### [Brano fornito]

══════════

Il presidente del Consiglio, Giuseppe Conte, è pronto a prorogare lo stato d’emergenza deliberato per il Coronavirus fino al 31 dicembre 2020. L’attuale scadenza è prevista per la fine di luglio: “Ragionevolmente ci sono le condizioni per proseguire lo stato di emergenza”, afferma. Vediamo cosa significherebbe questa proroga e cosa comporterebbe nel concreto.
Lo stato d’emergenza causato dall’epidemia di Coronavirus verrà prorogato fino al 31 dicembre 2020. La notizia è filtrata questa mattina su alcuni giornali e viene confermata, seppur solo in termini di probabilità, anche dal presidente del Consiglio, Giuseppe Conte. Che a Venezia, alla cerimonia del Mose, risponde ai giornalisti sul tema: “Ragionevolmente ci sono le condizioni per proseguire lo stato di emergenza per il Coronavirus dopo il 31 luglio”. Il presidente del Consiglio, infatti, sottolinea che lo stato d’emergenza serve “per poter adottare le misure necessarie”, ma non per tenere sotto controllo il virus. Permetterebbe, quindi, di adottare gli strumenti adatti per provare a contenere il Covid. L’eventuale decisione dovrà essere presa dal Consiglio dei ministri, ma al momento non c’è ancora nessuna certezza: “Non è ancora stato deciso tutto, ma ragionevolmente si andrà in questa direzione”, afferma Conte dando ormai quasi per certa la proroga. La notizia era stata anticipata questa mattina da Stampa e Messaggero: lo stato d’emergenza, dichiarato a gennaio, è in scadenza il 31 luglio.

══════════

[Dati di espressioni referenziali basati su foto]
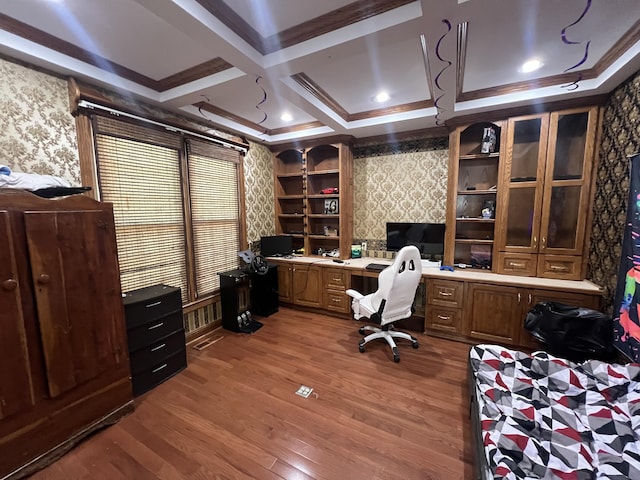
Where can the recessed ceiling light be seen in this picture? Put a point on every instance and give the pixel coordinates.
(531, 65)
(381, 97)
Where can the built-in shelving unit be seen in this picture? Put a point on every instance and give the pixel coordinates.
(473, 190)
(314, 198)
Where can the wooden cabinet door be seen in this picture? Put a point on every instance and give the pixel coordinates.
(16, 393)
(567, 181)
(306, 286)
(77, 290)
(520, 190)
(493, 312)
(284, 283)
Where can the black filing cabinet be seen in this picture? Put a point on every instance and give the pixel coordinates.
(155, 330)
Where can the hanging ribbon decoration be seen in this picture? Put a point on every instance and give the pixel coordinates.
(439, 121)
(200, 106)
(264, 99)
(574, 85)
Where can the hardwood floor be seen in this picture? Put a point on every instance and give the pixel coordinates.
(233, 413)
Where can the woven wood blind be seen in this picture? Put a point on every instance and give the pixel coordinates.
(213, 187)
(139, 172)
(142, 180)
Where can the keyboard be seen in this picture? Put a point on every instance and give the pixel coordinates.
(376, 267)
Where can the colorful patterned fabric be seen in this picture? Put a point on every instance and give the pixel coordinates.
(545, 417)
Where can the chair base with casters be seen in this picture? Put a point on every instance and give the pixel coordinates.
(388, 333)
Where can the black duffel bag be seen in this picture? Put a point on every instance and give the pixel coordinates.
(571, 332)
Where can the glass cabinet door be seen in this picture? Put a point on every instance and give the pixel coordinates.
(523, 176)
(566, 189)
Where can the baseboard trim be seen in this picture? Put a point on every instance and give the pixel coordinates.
(58, 451)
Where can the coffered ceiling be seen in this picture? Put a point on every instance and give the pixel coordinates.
(241, 64)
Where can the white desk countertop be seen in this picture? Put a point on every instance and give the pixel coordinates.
(459, 274)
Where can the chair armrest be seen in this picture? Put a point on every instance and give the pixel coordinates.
(355, 294)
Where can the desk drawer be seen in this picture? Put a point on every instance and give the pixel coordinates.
(445, 292)
(523, 264)
(444, 319)
(337, 301)
(158, 373)
(154, 331)
(559, 266)
(144, 305)
(336, 278)
(146, 357)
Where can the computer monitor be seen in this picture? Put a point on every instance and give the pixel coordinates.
(276, 246)
(428, 237)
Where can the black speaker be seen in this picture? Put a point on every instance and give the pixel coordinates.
(264, 292)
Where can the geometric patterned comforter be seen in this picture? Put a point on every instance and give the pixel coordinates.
(545, 417)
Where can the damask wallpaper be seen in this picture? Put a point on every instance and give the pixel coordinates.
(620, 139)
(38, 132)
(259, 195)
(398, 182)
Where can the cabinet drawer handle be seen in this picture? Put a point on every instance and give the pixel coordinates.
(9, 285)
(156, 370)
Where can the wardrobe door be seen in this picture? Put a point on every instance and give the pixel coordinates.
(16, 393)
(77, 290)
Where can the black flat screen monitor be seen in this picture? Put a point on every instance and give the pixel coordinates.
(428, 237)
(276, 246)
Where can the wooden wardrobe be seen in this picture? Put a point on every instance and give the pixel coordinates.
(65, 366)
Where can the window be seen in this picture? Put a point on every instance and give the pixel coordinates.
(176, 205)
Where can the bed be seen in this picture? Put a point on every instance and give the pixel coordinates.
(539, 416)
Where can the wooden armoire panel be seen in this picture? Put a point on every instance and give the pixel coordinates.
(77, 289)
(15, 380)
(65, 369)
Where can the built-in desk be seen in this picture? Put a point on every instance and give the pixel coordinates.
(466, 304)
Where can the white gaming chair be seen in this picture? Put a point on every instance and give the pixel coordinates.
(392, 301)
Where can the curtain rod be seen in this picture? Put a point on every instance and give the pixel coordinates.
(219, 141)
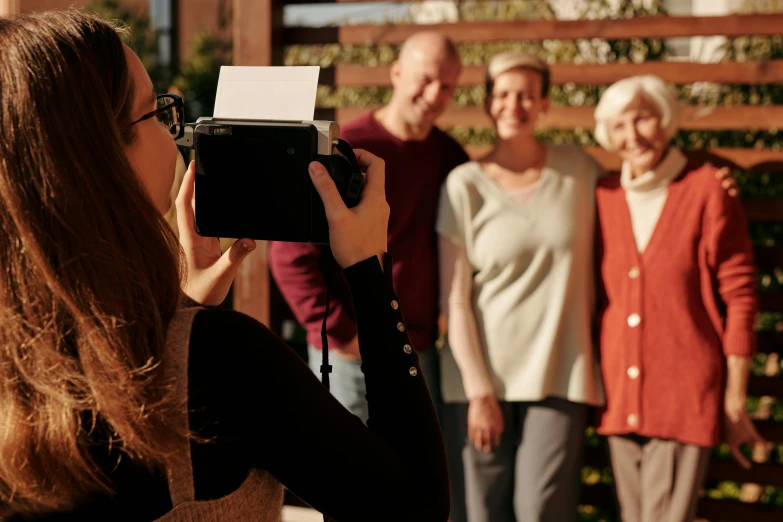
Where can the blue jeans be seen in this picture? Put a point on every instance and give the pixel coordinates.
(346, 382)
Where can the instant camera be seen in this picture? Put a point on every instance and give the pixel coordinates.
(252, 177)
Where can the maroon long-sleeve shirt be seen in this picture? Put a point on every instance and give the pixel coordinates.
(414, 173)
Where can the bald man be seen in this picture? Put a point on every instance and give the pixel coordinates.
(418, 157)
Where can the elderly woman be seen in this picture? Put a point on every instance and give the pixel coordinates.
(516, 249)
(677, 307)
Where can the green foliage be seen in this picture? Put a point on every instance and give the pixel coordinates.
(199, 75)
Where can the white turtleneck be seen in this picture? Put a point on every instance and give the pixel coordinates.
(646, 193)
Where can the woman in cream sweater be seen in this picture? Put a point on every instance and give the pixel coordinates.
(516, 249)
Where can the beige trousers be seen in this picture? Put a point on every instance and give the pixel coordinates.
(657, 480)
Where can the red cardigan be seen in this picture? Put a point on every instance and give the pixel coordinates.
(669, 316)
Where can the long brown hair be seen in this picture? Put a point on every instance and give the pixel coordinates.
(90, 275)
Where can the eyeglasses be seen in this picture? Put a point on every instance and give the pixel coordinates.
(170, 112)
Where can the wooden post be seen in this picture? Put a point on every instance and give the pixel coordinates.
(9, 7)
(257, 26)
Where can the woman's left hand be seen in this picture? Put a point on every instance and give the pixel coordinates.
(739, 430)
(209, 274)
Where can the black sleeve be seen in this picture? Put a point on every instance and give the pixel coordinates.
(257, 396)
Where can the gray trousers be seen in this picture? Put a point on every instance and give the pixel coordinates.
(657, 480)
(534, 475)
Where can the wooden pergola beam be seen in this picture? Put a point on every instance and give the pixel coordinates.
(694, 117)
(680, 73)
(539, 30)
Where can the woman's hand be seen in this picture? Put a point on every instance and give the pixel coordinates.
(210, 274)
(485, 423)
(358, 233)
(739, 430)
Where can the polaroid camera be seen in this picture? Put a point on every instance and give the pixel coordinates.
(252, 179)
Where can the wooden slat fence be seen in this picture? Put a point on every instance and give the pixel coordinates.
(769, 385)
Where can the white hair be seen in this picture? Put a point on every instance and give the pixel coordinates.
(620, 94)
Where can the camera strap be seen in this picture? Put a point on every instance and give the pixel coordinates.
(326, 368)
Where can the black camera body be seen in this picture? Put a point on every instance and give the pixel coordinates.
(252, 177)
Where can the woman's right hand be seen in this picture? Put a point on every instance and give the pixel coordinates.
(485, 423)
(358, 233)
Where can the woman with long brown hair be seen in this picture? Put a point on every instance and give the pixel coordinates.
(116, 404)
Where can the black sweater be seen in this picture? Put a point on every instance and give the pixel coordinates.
(266, 409)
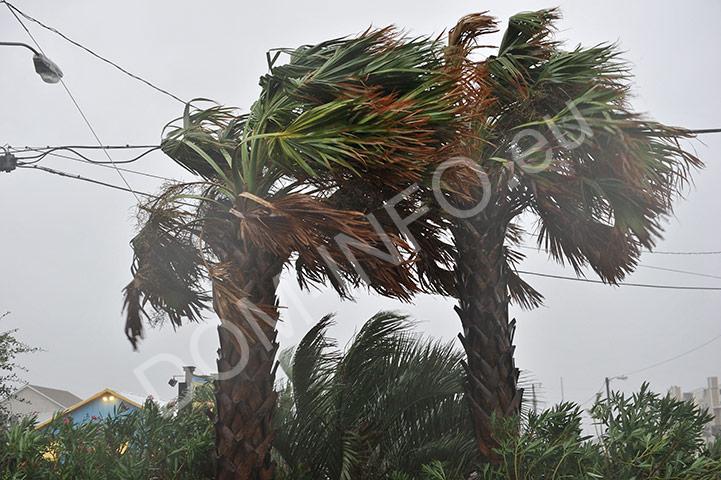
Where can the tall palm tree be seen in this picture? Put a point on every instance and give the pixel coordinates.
(559, 143)
(389, 403)
(335, 131)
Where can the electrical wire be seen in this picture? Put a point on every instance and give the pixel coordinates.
(702, 131)
(43, 154)
(79, 147)
(75, 102)
(653, 252)
(675, 357)
(104, 165)
(622, 284)
(87, 179)
(652, 267)
(98, 182)
(14, 9)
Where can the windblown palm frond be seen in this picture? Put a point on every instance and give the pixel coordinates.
(599, 177)
(389, 403)
(376, 112)
(559, 141)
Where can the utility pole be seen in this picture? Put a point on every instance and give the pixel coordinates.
(608, 400)
(533, 396)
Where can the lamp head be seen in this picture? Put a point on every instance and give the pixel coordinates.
(47, 69)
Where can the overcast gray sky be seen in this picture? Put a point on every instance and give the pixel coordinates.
(64, 253)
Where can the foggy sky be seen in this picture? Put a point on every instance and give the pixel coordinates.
(64, 253)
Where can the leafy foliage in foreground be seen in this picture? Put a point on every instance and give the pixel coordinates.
(10, 348)
(144, 444)
(644, 436)
(388, 407)
(390, 402)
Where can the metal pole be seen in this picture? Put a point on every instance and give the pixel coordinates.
(608, 400)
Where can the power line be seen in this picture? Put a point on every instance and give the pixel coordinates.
(87, 179)
(98, 182)
(686, 272)
(652, 267)
(14, 9)
(37, 158)
(27, 148)
(653, 252)
(623, 284)
(75, 102)
(712, 252)
(104, 165)
(705, 130)
(675, 357)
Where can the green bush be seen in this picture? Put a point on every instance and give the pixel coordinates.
(388, 407)
(145, 444)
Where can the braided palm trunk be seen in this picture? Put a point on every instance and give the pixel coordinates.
(244, 394)
(487, 337)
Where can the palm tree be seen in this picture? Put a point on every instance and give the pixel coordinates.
(335, 131)
(388, 404)
(560, 144)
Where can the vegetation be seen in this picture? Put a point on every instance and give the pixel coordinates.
(145, 444)
(345, 126)
(10, 348)
(390, 406)
(559, 143)
(342, 127)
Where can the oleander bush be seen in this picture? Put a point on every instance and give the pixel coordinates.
(390, 406)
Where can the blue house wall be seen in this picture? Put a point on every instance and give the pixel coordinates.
(101, 408)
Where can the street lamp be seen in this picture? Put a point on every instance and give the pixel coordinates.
(46, 68)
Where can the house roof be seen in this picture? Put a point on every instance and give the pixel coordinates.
(92, 398)
(63, 398)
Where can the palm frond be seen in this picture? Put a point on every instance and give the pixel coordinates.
(167, 267)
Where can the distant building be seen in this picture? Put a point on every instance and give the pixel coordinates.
(106, 403)
(708, 398)
(42, 402)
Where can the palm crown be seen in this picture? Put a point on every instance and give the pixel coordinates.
(335, 130)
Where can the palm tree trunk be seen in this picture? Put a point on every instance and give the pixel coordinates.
(244, 297)
(487, 337)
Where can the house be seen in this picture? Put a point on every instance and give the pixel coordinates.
(43, 402)
(105, 403)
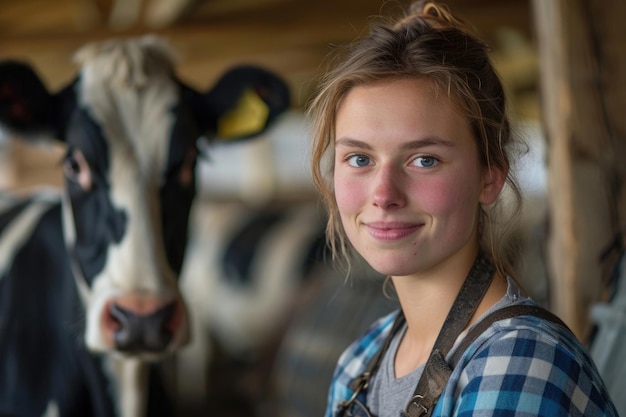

══════════

### [Lavoro richiesto]
• A. Nel testo sullo stato d'emergenza, dove si trovava Giuseppe Conte quando ha risposto ai giornalisti?
• B. Per favore, riprendi il testo sullo stato d'emergenza dal punto in cui si ferma.
Le voci non hanno alcun ruolo in questo lavoro.

### [Risposte ai compiti]
• A. A Venezia, alla cerimonia del Mose.

• B.
Cosa significa la proroga dello stato d’emergenza
Prorogare lo stato d’emergenza, come detto da Conte in poche parole, permette di emanare una serie di norme in maniera più rapida. In sostanza si possono emanare provvedimenti relativi all’emergenza in deroga alle norme vigenti, il che consentirebbe di farlo nell’immediato. Anche in caso di misure limitanti per la libertà individuale, come avvenuto per esempio con il lockdown. La proroga dello stato d’emergenza viene ritenuta importante perché consentirebbe al governo di varare le misure urgenti senza passare per l’approvazione del Parlamento, riducendo così i tempi della loro entrata in vigore ed efficacia.
Dai dpcm alla seconda ondata: le motivazioni della proroga
Lo stato d’emergenza permetterebbe di proseguire con l’utilizzo dei dpcm, tanto utilizzati durante la fase di massima emergenza, per emanare alcune norme. Non solo, perché a beneficiarne sarebbe anche la Protezione Civile, che potrebbe continuare ad acquistare le mascherine e altri dispositivi senza ricorrere alle classiche procedure di gare che rallenterebbero i tempi. Inoltre si garantirebbe più libertà di movimento al commissario Domenico Arcuri, anche in vista della fornitura delle mascherine alle scuole con il nuovo anno scolastico.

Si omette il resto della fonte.